Прощаться было очень тягостно: и не всех увидели, и не поговорили как следует, не съездили в монастыри Косово и Метохии. Мудрая жена сказала, что, быть может, Бог нас отвел от чего-то очень плохого, если не позволил в этот раз прикоснуться к очень хорошему. А жена у меня действительно мудрая, и спорить с ней вредно.
Новичкам везде у нас дорога
В каждую свою поездку в Сербию мы стараемся брать кого-нибудь «новенького» — священника ли, музыканта, коллег-журналистов или писателей, — чтобы, «заразившись» Сербией, люди поняли на своем опыте: русские не одни, есть те, кому небезразличны наши кровные и духовные связи. Ни разу не подводило наблюдение: единожды побывав здесь, а уж особенно в Косово и Метохии, человек стремится приехать сюда вновь, и уже не как турист или путешественник, а как свой, родной. И это родство оказывает благое воздействие на душу. Например, некоторые мои друзья, доселе относившиеся к Православию отстраненно («что я там в ваших золотых куполах не видел»), окунувшись в действительную — непарадную — жизнь христиан в Косово, где своими глазами видели последствия гонений, разговаривали с гонимыми, всерьез начинают задумываться о Боге, понимая, что купола куполами, но это — далеко не всё, что они знали о Православии. Если честно, то это главная цель всех моих поездок сюда.

======

ЗАДАЧИ ДЛЯ РЕШЕНИЯ
1/ Отредактируйте часть текста о поездках в Сербию, начиная со слов «Прощаться было очень» и заканчивая словами «с ней вредно.»: перепишите её, заменив «монастыри» на «храмы».
2/ Кого, согласно тексту о поездках в Сербию, стараются брать с собой в каждую такую поездку?
3/ Допишите продолжение текста о поездках в Сербию, начиная после его последнего предложения.

МАТЕРИАЛ
======

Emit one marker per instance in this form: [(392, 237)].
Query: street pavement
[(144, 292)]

======

ОТВЕТЫ К УПРАЖНЕНИЮ
1/
Прощаться было очень тягостно: и не всех увидели, и не поговорили как следует, не съездили в храмы Косово и Метохии. Мудрая жена сказала, что, быть может, Бог нас отвел от чего-то очень плохого, если не позволил в этот раз прикоснуться к очень хорошему. А жена у меня действительно мудрая, и спорить с ней вредно.

2/ Кого-нибудь «новенького»: священника, музыканта, коллег-журналистов или писателей.

3/
Так вот, в этот раз мы хотели приехать в Косово с журналистами Родионом Денисовым из Эстонии и Юрием Алексеевым из Латвии. Родион, подтверждая правило, ехал сюда уже в четвертый раз, а Юрий еще ни разу не был. Обладатели паспортов Европейского Союза, ребята снисходительно шутили на встрече в Скопье, мол, да, не везет тебе с русским паспортом. Потом предложили: а давай мы тебя, что называется, «прикроем»: возьмем в машину, помашем на контроле своими паспортами, и всё будет хорошо — ведь большинство стран ЕС признает «независимое Косово», значит, и контроля особого не будет. Собрав остатки интеллекта и помня о качающихся перед глазами наручниках, с грустью отказался от такой авантюры. Заодно напомнил коллегам: «Ребята, у вас паспорта ЕС, но фамилии в них, уж извините, внимание привлекают: русские вы какие-то оба». — «Да перестань ты, чего там!» — «Э, нет. Простите, как ни тяжело, ни горько, рисковать не буду». На том и расстались: мы поехали по монастырям остальной Сербии, а коллеги целую неделю колесили по Косово и Метохии. Везет!
«Как я учил олбанский»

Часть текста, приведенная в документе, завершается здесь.